### Work to do
Reproduce the listing that follows with no differences at all.

** start of Supplied records **

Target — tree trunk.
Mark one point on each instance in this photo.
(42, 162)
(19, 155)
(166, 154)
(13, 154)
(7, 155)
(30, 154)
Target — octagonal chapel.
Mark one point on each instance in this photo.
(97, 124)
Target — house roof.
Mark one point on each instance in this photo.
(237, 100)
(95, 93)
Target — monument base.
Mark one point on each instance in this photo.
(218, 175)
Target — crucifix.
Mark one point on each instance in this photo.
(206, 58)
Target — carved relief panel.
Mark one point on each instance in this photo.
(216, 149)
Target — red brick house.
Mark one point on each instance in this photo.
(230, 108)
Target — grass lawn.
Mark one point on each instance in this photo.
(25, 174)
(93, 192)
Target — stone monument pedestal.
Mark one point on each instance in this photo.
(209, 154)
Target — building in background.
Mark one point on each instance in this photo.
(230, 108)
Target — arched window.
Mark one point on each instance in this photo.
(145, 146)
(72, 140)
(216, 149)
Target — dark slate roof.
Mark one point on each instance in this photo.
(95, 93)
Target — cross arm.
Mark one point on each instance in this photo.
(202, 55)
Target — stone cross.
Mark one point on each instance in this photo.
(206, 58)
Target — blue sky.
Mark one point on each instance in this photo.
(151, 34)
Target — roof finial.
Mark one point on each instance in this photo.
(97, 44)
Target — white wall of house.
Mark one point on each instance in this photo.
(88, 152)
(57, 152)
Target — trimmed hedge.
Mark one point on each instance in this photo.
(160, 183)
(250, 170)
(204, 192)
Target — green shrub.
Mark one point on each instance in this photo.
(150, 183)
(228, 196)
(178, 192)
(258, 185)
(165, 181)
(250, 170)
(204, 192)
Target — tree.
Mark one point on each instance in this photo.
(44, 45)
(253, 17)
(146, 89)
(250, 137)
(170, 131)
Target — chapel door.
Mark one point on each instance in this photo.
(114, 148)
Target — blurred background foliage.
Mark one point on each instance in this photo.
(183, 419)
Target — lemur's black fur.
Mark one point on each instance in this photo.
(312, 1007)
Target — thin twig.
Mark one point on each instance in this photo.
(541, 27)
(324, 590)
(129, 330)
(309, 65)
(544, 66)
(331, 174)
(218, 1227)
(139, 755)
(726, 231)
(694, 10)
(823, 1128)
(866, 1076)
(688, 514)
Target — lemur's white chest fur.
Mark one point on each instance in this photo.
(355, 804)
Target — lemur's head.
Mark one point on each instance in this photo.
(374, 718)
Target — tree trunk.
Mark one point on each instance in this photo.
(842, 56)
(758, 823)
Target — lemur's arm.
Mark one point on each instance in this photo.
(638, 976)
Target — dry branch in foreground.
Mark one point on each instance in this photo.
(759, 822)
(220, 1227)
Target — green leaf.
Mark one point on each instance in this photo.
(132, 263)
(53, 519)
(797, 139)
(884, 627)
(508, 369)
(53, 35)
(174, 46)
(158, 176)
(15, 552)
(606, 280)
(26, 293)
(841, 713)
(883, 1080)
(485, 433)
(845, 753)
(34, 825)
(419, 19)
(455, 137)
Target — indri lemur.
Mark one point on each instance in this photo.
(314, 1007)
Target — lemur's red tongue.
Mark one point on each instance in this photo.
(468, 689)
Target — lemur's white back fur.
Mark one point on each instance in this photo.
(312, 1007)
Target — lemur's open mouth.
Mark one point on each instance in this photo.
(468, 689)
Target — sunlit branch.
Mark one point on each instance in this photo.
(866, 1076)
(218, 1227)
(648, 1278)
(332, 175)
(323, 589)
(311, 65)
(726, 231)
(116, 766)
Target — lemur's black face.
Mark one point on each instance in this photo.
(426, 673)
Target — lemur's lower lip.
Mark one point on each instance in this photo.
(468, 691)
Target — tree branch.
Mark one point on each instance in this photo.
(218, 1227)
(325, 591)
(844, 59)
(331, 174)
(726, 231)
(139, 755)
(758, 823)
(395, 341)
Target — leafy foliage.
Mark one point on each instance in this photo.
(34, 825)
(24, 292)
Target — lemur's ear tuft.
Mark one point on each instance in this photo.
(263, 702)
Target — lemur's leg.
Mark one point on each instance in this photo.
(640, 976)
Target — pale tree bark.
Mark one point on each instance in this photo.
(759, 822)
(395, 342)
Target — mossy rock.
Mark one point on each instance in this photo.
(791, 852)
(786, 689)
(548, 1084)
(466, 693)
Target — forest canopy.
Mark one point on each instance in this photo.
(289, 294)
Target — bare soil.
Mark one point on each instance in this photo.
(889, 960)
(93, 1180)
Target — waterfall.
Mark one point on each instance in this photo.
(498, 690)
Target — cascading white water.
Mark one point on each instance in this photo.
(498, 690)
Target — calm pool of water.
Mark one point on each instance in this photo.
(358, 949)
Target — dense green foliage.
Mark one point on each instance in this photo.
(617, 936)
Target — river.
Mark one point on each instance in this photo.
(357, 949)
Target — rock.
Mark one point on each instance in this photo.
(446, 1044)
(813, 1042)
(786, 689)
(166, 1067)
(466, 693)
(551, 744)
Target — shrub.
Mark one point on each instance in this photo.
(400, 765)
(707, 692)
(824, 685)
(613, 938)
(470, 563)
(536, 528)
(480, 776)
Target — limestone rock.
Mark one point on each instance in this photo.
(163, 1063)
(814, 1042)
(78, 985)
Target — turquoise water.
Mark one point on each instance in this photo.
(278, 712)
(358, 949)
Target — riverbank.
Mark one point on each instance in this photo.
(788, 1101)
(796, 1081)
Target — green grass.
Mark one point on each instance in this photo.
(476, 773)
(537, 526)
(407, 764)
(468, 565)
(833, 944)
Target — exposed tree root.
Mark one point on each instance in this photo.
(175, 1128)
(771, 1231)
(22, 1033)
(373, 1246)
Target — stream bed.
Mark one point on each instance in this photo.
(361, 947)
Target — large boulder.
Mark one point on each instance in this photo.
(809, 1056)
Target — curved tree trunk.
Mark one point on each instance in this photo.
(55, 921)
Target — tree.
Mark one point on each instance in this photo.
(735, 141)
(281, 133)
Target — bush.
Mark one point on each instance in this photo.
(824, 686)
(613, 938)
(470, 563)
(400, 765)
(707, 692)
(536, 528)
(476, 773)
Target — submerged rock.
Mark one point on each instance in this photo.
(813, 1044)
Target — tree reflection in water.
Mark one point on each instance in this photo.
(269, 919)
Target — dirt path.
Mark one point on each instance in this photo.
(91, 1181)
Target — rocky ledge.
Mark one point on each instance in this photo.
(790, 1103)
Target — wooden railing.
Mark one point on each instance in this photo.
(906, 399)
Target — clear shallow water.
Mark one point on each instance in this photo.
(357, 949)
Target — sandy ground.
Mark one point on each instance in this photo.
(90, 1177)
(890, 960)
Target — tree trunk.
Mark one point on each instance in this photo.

** end of Supplied records **

### Result of the task
Target — tree trunk.
Mark one point on each instance in this photo.
(42, 162)
(19, 155)
(166, 154)
(13, 154)
(7, 155)
(30, 154)
Target — octagonal chapel.
Mark one point on each instance in this photo.
(97, 124)
Target — house roof.
Mark one point on each instance in this photo.
(237, 100)
(95, 93)
Target — monument base.
Mark one point on each instance in this photo.
(218, 175)
Target — crucifix.
Mark one point on each instance in this photo.
(206, 58)
Target — carved relief panel.
Mark one point on each instance in this photo.
(216, 149)
Target — red brick house.
Mark one point on each instance in this photo.
(230, 108)
Target — grass lawn.
Mark one point on each instance in this photo.
(25, 174)
(93, 192)
Target — stone monument pedestal.
Mark one point on each instance in this photo.
(209, 154)
Target — building in background.
Mark one point on each instance in this photo.
(230, 108)
Target — arched window.
Mark one point on each instance in this photo.
(145, 146)
(72, 140)
(216, 149)
Target — dark slate roof.
Mark one point on each instance in this photo.
(95, 93)
Target — cross arm.
Mark one point on each instance in this photo.
(202, 55)
Target — stone cross.
Mark one point on each instance in this photo.
(206, 58)
Target — blue sky.
Mark one point on each instance in this photo.
(151, 34)
Target — roof finial.
Mark one point on each instance in this photo.
(97, 44)
Target — white wall of house.
Mark one point on each instance in this photo.
(88, 152)
(57, 152)
Target — trimmed hedge.
Mark one point on each instance in this photo.
(160, 183)
(250, 170)
(204, 192)
Target — green shrub.
Mark one point on each instance in this photo.
(150, 183)
(228, 196)
(178, 192)
(258, 185)
(165, 181)
(250, 170)
(204, 192)
Target — tree.
Mark one point on each instance in this photo.
(44, 45)
(253, 17)
(146, 89)
(250, 137)
(170, 131)
Target — chapel door.
Mark one point on each instance in this photo.
(114, 148)
Target — blurred background foliage.
Mark one point on each instance in this photo.
(183, 419)
Target — lemur's black fur.
Mark one point on each instance in this photo.
(312, 1007)
Target — thin twig.
Mark one point on each instance in this photo.
(541, 27)
(324, 590)
(129, 330)
(309, 65)
(544, 66)
(331, 174)
(218, 1227)
(139, 755)
(726, 231)
(694, 10)
(823, 1128)
(866, 1076)
(688, 514)
Target — lemur's white chest fur.
Mark one point on each instance in this photo.
(355, 804)
Target — lemur's head.
Mark one point on each instance in this photo.
(374, 718)
Target — tree trunk.
Mark one point on each instance in this photo.
(842, 56)
(758, 823)
Target — lemur's arm.
Mark one point on each instance in this photo.
(638, 976)
Target — dry branch in foreground.
Mark one point on each instance in this photo.
(759, 822)
(220, 1227)
Target — green leaf.
Mark one point on each instance in this photo.
(132, 263)
(53, 519)
(797, 139)
(884, 627)
(508, 369)
(53, 35)
(174, 46)
(158, 176)
(15, 552)
(606, 280)
(26, 293)
(841, 713)
(883, 1080)
(485, 433)
(845, 753)
(34, 825)
(419, 19)
(455, 137)
Target — indri lemur.
Mark one point on each instance in this photo.
(314, 1007)
Target — lemur's red tongue.
Mark one point on each instance in this photo.
(468, 689)
Target — lemur's white back fur.
Mark one point on each instance in this photo.
(312, 1007)
Target — lemur's open mouth.
Mark one point on each instance in this photo.
(468, 689)
Target — sunlit branch.
Mark one point on each instance in this photo.
(866, 1076)
(218, 1227)
(648, 1278)
(332, 175)
(323, 589)
(311, 65)
(726, 231)
(116, 766)
Target — lemur's black face.
Mark one point on each instance in this photo.
(426, 673)
Target — lemur's lower lip.
Mark one point on each instance in this photo.
(468, 691)
Target — tree branch.
Mark one point on each instance in this photo.
(218, 1227)
(325, 591)
(844, 59)
(331, 174)
(726, 231)
(139, 755)
(758, 823)
(395, 341)
Target — leafy foliage.
Mark one point on each instance in this photo.
(34, 825)
(24, 292)
Target — lemur's ear tuft.
Mark one point on each instance in this photo.
(263, 702)
Target — lemur's leg.
Mark one point on each instance in this photo.
(640, 976)
Target — pale tree bark.
Mark one point on each instance in this photo.
(759, 822)
(395, 342)
Target — mossy rock.
Mark one point on each instance in this photo.
(791, 852)
(786, 689)
(548, 1084)
(466, 693)
Target — forest canopy.
Mark one point on each instance in this photo.
(289, 294)
Target — bare soil.
Mark one point on each instance in this photo.
(889, 960)
(93, 1180)
Target — waterfall.
Mark one point on each instance in this photo.
(498, 690)
Target — cascading white water.
Mark one point on each instance in this photo.
(498, 690)
Target — calm pool of water.
Mark one point on each instance in this photo.
(358, 949)
Target — dense green foliage.
Mark one point on each instance in this photo.
(617, 936)
Target — river.
Mark one point on each instance in this photo.
(357, 949)
Target — rock.
Mark one point on each instance in this photo.
(446, 1044)
(813, 1042)
(786, 689)
(166, 1067)
(466, 693)
(551, 744)
Target — shrub.
Mark one point on each instance in this photo.
(400, 765)
(707, 692)
(824, 685)
(613, 938)
(470, 563)
(536, 528)
(480, 776)
Target — limestone rock.
Mark one point on each instance in this photo.
(163, 1063)
(814, 1042)
(78, 985)
Target — turquoise water.
Mark one point on each instance in this photo.
(278, 712)
(358, 949)
Target — riverbank.
Mark one point on each instance in this photo.
(788, 1101)
(796, 1081)
Target — green grass.
Mark one point on each instance in this photo.
(476, 773)
(537, 526)
(407, 764)
(468, 565)
(833, 944)
Target — exposed tree root.
Mark one point on each instance in this photo.
(175, 1128)
(771, 1231)
(22, 1033)
(373, 1246)
Target — stream bed.
Mark one point on each instance in this photo.
(361, 947)
Target — large boulder.
Mark one point on each instance in this photo.
(809, 1056)
Target — curved tree trunk.
Mark one point on each instance in this photo.
(55, 921)
Target — tree.
Mark one point on each instance in this photo.
(735, 141)
(281, 133)
Target — bush.
Mark one point on each instance in this photo.
(824, 686)
(613, 938)
(470, 563)
(400, 765)
(707, 692)
(536, 528)
(476, 773)
Target — submerged rock.
Mark one point on each instance in this photo.
(813, 1044)
Target — tree reflection in water.
Mark one point on each instance in this photo.
(269, 919)
Target — dirt path.
Mark one point on each instance in this photo.
(91, 1181)
Target — rocky ledge.
Mark one point on each instance in this photo.
(790, 1103)
Target — wooden railing.
Mark one point on each instance in this photo.
(906, 399)
Target — clear shallow water.
Mark one point on each instance in this photo.
(357, 949)
Target — sandy ground.
Mark one point on each instance in this photo.
(90, 1177)
(890, 960)
Target — tree trunk.
Mark one point on each instance in this photo.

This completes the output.